● **WORK INSTRUCTIONS**
All lines below are to be output exactly as they stand.

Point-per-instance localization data
※ ※ ※
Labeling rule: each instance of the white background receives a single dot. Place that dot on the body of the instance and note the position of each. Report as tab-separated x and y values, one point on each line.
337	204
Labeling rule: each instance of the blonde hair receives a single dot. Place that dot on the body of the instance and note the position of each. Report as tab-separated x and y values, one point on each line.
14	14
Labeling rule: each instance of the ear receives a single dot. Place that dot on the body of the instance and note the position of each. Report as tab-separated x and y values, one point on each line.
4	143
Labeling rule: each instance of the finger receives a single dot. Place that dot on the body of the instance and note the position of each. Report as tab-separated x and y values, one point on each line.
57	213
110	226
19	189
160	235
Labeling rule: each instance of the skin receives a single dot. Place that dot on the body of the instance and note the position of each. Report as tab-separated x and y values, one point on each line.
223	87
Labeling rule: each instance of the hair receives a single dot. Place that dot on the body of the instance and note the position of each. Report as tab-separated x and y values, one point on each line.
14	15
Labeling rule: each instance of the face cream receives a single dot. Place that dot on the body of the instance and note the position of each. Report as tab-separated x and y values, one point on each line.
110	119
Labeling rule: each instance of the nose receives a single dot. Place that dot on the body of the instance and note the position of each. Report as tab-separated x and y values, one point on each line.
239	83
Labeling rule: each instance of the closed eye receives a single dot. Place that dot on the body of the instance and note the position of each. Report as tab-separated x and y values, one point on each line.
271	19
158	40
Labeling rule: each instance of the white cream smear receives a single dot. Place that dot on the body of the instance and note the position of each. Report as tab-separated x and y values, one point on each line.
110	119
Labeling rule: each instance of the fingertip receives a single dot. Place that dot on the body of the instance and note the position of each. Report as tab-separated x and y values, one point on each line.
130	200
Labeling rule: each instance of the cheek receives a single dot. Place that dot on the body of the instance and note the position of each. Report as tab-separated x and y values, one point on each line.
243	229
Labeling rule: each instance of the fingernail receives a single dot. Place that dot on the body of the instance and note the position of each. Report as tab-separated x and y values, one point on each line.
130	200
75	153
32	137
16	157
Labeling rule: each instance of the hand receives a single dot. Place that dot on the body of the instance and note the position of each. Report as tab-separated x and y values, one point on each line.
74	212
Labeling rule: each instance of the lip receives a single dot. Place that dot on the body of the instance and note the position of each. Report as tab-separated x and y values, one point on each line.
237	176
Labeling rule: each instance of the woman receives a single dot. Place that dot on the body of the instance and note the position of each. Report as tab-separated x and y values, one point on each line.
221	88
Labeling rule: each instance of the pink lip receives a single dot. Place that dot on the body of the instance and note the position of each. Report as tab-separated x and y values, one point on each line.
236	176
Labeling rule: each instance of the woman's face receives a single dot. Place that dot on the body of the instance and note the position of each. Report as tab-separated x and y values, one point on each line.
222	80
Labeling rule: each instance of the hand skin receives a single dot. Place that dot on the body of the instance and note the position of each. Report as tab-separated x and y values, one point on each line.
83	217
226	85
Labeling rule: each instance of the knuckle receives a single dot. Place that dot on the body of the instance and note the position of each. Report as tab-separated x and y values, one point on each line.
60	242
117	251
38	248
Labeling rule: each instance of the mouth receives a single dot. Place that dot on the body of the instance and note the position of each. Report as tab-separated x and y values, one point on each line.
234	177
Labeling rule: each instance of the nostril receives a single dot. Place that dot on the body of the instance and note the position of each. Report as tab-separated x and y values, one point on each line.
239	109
※ ※ ※
● **SOLUTION TO THE EXERCISE**
Labeling rule: each instance of the white background receives a single dot. Place that dot on the body of the instance and note the position of each. Report as tab-separated x and y values, one point on each line.
337	204
Labeling rule: each instance of the blonde hair receives a single dot. Place that dot on the body of the instance and note the position of each. Report as tab-separated x and y values, one point on each line.
14	14
Labeling rule: each instance of the ear receives a single dot. Place that dot on the body of the instance and note the position of each. Report as tab-separated x and y values, one point on each line.
4	143
Labeling rule: each instance of the finger receives a single dot. Place that dot on the body of the instance and note the position of each. Report as tab-separated x and y values, one point on each line.
57	213
110	226
19	189
160	235
Labeling rule: each instance of the skin receives a single dot. Place that dot on the body of the instance and note the position of each. Report as tab-separated x and y values, one point on each line.
223	87
Labeling rule: each instance of the hair receives a single dot. Place that dot on the body of the instance and note the position of each. Report as tab-separated x and y values, one point on each line.
14	15
Labeling rule: each instance of the face cream receives a single dot. Place that dot on the body of the instance and note the position of each. Report as tab-separated x and y values, one point on each line.
110	119
Labeling rule: each instance of the nose receives a single dot. Place that dot on the body of the instance and note the position of each. Report as tab-separated x and y values, one point on each line.
239	83
Labeling rule: each instance of the closed eye receives a single dot. Place that dot on the body of the instance and note the position of each. Report as tab-separated x and y values, one point on each line.
271	19
158	40
Labeling rule: each instance of the white cream smear receives a single dot. Place that dot on the body of the instance and note the position of each. Report as tab-separated x and y values, one point on each line.
110	119
Labeling rule: each instance of the fingertip receives a single dot. Place that dot on the body of the instance and note the position of each. Report as tab-separated x and y values, one point on each line.
130	200
Labeling rule: each instance of the cheek receives a single dot. Place that dot on the body of the instance and note the position of each. Report as tab-separated x and y values, one point on each line.
243	229
Labeling rule: each instance of the fingernail receives a single dot. Place that dot on the body of the instance and note the position of each. Report as tab-separated x and y values, one point on each line.
130	200
75	153
32	137
16	157
Labeling rule: each instance of the hand receives a single dot. Place that dot on the body of the instance and note the position of each. Report as tab-separated x and y values, one point on each line.
74	212
Labeling rule: each instance of the lip receives a single dot. Place that dot on the body of the instance and note the position of each. Report as tab-separated x and y values, one point on each line.
237	176
Labeling rule: each instance of the woman receives a single dot. Place that dot on the body of the instance and note the position of each. Report as tab-separated x and y values, one point on each line.
221	88
Labeling rule: each instance of the pink lip receives a single dot. Place that dot on the body of the instance and note the position of each. Report as tab-separated x and y values, one point on each line.
236	176
Labeling rule: each instance of the woman's face receives a single dot. Place that dot on the body of the instance and note the position of each. Report as tab-separated x and y values, one point on each line.
222	80
Labeling rule: each instance of the hand skin receives a single dot. Place that dot on the body of the instance and note the position of each. Report as tab-separated x and y values, one point on each line.
83	217
226	85
Labeling rule: each instance of the knuckle receives a single dot. Place that dot on the body of the instance and note the position of each. Report as tab-separated x and y values, one point on each line.
60	242
117	251
38	248
Labeling rule: each instance of the mouth receives a single dot. Place that dot on the body of the instance and note the position of each. Report as tab-separated x and y values, one point on each line.
234	177
Labeling rule: each instance of the nostril receives a single dot. Place that dot on the body of the instance and note the position of each. Report as tab-separated x and y values, one point on each line.
239	109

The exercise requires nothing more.